§ **TEXT BLOCK**

__________

Irresistible North

Home > Nonfiction > Irresistible North > Page 8
Irresistible North Page 8

by Andrea Di Robilant


  Yet behind all the pomp and majesty, King Haakon remained suspicious. It was not enough that a number of Scottish noblemen serve as guarantors for Henry by providing sureties in the form of open letters attached to the official document of investiture. The king insisted that four members of the delegation remain in Norway as hostages until payment of the thousand golden pieces was received. Among the four was Malise Sperra, Henry’s first cousin and himself a claimant to the earldom. The king was so worried that the troublemaking Malise might challenge the document that he made him sign a specific clause of renunciation. It was Henry’s responsibility to make sure Malise did not violate it.

  The following year, before the Feast of Saint Martin, Henry paid the sum he had pledged—it is not clear whether he borrowed it against his future revenues in Orkney or whether he raised the money in Scotland. The hostages, including Malise, were allowed to leave Norway. But before the year was over, King Haakon was dead. His son Olaf was only five years old, so his Danish mother, Queen Margaret, took over the reins of government, opening the way for a Danish takeover of the Norwegian Kingdom.

  Queen Margaret needed to reestablish control over the Faroes in order to collect revenues from the rebellious population. But her kingdom had fallen on such hard times that she probably did not have the means to launch a military expedition. Besides, she was so embroiled in the struggle at home to preserve the crown for her young son that she could ill afford to devote herself to her dominions at sea. If Zichmni was indeed Henry Sinclair, then the most plausible explanation for his presence in the Faroes at the time of Messer Nicolò’s landing is that Queen Margaret, taking advantage of the earl of Orkney’s obligation to the Crown, ordered him to sail north with “up to a hundred armed men”—as the title stated—to take control of the islands. And once he had completed his mission, he made his way back to his earldom.

__________

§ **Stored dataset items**
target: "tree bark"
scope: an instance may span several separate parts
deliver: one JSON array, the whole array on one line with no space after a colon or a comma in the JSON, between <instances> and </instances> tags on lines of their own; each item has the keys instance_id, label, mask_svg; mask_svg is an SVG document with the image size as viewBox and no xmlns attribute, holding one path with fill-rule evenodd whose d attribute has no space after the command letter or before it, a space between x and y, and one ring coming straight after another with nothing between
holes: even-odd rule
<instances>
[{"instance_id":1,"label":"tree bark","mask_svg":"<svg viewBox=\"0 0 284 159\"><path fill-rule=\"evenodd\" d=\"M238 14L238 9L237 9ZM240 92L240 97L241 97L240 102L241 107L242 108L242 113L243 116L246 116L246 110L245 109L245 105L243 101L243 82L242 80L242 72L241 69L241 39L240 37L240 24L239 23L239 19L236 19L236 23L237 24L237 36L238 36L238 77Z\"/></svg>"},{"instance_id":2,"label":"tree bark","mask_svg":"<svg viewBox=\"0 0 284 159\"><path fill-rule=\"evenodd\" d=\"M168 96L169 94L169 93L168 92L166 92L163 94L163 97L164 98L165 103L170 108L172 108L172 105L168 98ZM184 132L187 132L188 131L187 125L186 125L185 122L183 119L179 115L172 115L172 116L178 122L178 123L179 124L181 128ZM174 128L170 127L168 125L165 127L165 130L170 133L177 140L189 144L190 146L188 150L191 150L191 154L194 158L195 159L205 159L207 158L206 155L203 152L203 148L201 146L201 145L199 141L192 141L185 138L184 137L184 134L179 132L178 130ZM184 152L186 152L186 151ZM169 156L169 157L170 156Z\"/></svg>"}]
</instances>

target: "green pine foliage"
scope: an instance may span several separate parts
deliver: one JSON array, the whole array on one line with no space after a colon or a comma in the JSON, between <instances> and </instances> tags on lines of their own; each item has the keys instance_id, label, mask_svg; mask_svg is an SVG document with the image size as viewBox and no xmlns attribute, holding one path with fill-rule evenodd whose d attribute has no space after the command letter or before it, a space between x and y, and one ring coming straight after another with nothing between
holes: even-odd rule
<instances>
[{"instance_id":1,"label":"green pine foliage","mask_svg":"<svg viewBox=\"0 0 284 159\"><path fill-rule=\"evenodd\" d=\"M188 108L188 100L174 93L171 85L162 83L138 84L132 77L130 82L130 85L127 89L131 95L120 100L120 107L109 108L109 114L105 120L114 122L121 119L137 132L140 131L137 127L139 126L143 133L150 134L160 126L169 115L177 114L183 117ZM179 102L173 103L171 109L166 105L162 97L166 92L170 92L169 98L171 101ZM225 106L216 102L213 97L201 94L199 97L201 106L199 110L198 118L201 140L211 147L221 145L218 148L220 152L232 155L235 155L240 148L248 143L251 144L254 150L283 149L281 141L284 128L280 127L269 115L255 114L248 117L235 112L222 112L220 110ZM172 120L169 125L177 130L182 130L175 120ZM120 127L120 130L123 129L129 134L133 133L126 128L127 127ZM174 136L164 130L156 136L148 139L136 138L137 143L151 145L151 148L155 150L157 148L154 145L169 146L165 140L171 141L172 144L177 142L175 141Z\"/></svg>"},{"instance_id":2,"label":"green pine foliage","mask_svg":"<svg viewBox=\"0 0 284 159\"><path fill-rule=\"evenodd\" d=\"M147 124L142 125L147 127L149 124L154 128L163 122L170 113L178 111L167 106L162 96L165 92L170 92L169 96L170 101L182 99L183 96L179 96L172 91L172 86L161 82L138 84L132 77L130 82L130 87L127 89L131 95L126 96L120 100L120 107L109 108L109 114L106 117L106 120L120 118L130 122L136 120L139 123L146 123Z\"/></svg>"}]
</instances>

__________

§ **DIRECTIONS FOR THIS TASK**
List every place mentioned by name in the Irresistible North excerpt above.

§ **THE RESPONSE**
Norway (also called the Norwegian Kingdom), Orkney, Scotland, the Faroes